▸ **AIM OF THE EXERCISE**
Reproduce only the lines of the material below that start at the line containing "Point out every instance of the worker" and stop at the line containing "x=459, y=375". Keep both end lines.
= Beginning of Section =
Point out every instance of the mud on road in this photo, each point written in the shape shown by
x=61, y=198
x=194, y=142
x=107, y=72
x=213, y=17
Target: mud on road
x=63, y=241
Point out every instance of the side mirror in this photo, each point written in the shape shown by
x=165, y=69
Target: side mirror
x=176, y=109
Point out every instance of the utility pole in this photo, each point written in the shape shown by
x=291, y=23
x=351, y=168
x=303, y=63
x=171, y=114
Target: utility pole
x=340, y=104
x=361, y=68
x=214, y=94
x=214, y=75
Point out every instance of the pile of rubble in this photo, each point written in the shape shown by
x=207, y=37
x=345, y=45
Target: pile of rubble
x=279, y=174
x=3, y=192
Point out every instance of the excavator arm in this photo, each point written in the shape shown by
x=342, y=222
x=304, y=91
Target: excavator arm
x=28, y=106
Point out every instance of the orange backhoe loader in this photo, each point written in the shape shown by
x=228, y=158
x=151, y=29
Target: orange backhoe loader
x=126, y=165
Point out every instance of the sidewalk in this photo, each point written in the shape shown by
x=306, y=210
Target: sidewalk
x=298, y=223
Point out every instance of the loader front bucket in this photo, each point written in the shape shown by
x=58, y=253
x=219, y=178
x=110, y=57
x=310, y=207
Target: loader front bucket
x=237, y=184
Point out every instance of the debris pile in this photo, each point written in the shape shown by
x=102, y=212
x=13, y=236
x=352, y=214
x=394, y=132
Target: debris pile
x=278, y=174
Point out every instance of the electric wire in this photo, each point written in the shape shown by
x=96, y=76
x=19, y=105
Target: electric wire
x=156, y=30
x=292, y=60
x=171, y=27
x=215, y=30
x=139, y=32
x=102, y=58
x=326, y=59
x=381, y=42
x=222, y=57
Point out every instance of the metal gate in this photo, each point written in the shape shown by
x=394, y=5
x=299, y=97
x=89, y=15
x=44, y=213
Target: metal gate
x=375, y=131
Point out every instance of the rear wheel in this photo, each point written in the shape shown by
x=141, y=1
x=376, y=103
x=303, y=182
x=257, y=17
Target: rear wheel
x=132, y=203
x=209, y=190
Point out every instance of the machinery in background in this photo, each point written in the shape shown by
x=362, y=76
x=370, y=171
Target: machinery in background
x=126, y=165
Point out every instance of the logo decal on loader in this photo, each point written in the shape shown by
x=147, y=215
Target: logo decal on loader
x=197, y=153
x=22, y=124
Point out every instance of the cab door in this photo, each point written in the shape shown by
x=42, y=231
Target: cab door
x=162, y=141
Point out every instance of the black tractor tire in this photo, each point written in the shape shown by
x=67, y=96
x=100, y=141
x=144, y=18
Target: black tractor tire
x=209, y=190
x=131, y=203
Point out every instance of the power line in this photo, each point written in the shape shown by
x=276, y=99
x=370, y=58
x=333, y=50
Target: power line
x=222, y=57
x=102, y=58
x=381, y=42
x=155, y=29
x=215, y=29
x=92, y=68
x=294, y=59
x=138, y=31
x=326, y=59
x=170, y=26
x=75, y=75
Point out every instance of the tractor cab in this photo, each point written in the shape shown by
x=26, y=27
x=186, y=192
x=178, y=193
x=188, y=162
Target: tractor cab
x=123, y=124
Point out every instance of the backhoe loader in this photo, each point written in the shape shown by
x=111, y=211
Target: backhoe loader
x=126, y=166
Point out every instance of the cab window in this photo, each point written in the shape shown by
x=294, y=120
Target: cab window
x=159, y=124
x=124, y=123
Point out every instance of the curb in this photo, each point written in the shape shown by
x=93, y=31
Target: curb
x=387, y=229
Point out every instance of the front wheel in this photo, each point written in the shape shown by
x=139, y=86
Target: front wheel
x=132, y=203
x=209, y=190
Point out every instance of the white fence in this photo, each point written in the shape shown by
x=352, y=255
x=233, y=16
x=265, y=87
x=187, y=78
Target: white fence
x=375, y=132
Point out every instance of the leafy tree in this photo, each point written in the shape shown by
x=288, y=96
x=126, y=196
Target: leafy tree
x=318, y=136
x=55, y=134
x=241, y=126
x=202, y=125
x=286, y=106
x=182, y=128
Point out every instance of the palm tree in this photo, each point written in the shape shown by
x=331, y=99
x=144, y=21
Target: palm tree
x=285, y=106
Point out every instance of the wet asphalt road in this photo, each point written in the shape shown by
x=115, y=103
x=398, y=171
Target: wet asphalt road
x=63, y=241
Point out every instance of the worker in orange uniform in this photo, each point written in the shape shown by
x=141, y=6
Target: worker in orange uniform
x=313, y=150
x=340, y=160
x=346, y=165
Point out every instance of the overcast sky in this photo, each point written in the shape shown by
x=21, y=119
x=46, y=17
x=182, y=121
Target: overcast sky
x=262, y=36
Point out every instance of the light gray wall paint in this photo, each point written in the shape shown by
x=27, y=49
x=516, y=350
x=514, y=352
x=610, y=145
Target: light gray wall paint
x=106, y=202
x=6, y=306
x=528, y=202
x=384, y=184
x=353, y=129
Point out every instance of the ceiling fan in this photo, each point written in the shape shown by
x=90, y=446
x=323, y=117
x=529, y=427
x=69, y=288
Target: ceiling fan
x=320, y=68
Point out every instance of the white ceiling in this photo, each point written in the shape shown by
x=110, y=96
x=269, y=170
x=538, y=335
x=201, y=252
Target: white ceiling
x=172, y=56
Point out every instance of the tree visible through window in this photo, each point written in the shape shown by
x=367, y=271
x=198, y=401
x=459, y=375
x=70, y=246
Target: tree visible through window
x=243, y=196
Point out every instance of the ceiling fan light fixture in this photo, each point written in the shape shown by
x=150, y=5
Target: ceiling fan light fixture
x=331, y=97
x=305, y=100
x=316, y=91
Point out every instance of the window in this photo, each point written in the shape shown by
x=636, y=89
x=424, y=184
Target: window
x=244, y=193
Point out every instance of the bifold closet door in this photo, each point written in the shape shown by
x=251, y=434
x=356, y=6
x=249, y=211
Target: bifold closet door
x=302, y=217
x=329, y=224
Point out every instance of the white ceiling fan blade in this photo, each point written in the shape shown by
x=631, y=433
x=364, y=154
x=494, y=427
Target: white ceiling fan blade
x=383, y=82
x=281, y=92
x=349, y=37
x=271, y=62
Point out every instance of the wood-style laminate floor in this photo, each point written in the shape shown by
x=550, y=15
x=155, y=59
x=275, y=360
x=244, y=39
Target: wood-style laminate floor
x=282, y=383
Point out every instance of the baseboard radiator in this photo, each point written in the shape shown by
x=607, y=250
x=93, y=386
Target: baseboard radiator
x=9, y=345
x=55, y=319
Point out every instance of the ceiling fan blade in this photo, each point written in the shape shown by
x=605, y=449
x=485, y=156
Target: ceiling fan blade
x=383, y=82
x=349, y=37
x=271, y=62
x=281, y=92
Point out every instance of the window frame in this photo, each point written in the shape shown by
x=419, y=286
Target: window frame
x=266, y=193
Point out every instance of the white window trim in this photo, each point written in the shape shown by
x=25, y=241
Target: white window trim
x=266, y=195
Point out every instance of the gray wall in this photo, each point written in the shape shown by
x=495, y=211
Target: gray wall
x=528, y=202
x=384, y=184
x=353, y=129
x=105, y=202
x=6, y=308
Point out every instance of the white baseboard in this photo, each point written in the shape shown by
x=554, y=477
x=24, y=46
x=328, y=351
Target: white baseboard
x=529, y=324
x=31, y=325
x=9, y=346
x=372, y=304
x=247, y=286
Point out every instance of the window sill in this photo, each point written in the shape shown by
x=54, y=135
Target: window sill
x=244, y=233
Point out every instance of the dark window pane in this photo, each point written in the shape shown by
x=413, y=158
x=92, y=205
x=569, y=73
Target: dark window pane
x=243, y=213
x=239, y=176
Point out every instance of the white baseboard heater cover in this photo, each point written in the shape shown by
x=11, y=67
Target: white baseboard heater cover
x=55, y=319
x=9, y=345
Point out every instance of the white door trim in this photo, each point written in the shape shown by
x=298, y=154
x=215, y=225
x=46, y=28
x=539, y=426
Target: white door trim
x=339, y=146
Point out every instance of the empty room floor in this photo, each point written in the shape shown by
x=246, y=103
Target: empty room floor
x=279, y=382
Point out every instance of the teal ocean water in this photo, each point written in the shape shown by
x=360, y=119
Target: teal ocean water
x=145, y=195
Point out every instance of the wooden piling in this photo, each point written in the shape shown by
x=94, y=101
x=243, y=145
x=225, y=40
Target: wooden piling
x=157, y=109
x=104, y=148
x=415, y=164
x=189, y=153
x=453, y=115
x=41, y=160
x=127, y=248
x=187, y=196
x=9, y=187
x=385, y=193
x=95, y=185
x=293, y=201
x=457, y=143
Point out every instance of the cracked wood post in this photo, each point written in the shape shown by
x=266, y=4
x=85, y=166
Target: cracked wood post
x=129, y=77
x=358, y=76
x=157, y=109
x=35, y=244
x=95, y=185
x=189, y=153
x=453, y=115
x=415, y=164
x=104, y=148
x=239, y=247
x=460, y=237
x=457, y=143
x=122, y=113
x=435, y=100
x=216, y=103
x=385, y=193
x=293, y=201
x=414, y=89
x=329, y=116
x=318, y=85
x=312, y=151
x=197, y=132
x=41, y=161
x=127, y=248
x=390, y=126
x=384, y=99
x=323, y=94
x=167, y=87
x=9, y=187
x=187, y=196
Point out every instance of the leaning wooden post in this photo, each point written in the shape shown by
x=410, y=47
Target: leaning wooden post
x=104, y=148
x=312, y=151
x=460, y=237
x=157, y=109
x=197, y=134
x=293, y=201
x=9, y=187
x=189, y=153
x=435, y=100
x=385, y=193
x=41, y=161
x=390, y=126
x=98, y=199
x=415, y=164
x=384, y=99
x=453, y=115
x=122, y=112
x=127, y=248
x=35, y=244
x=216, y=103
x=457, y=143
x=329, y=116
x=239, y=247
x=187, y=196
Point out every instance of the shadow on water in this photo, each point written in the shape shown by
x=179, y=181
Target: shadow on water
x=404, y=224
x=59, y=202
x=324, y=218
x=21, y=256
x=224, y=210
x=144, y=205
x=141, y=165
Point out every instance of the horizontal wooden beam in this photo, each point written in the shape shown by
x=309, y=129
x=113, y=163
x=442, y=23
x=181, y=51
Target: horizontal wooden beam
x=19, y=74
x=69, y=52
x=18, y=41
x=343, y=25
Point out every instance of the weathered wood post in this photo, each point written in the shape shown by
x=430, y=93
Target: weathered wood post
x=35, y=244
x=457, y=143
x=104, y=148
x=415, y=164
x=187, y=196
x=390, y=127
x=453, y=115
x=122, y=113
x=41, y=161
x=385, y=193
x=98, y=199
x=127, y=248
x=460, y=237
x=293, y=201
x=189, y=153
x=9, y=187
= End of Section =
▸ **COMPLETED TASK**
Point out every instance of the worker in orange uniform in this photo, each point written in the shape shown by
x=141, y=6
Target: worker in orange uniform
x=313, y=150
x=340, y=160
x=346, y=165
Point out every instance of the overcast sky in this photo, each point written in the shape shown by
x=21, y=119
x=46, y=17
x=182, y=121
Target: overcast sky
x=262, y=36
Point out every instance of the light gray wall paint in this photo, each point written in the shape shown by
x=27, y=49
x=516, y=350
x=514, y=352
x=610, y=145
Target: light gray wall paint
x=106, y=202
x=6, y=306
x=528, y=202
x=384, y=184
x=353, y=129
Point out every instance of the ceiling fan in this photo, each point written in the shape shown by
x=90, y=446
x=323, y=117
x=529, y=427
x=69, y=288
Target: ceiling fan
x=320, y=68
Point out every instance of the white ceiling in this photo, each point written in the shape shown by
x=110, y=96
x=269, y=170
x=538, y=335
x=201, y=252
Target: white ceiling
x=172, y=56
Point out every instance of the tree visible through window in this photo, each point written in the shape shown by
x=367, y=271
x=198, y=401
x=459, y=375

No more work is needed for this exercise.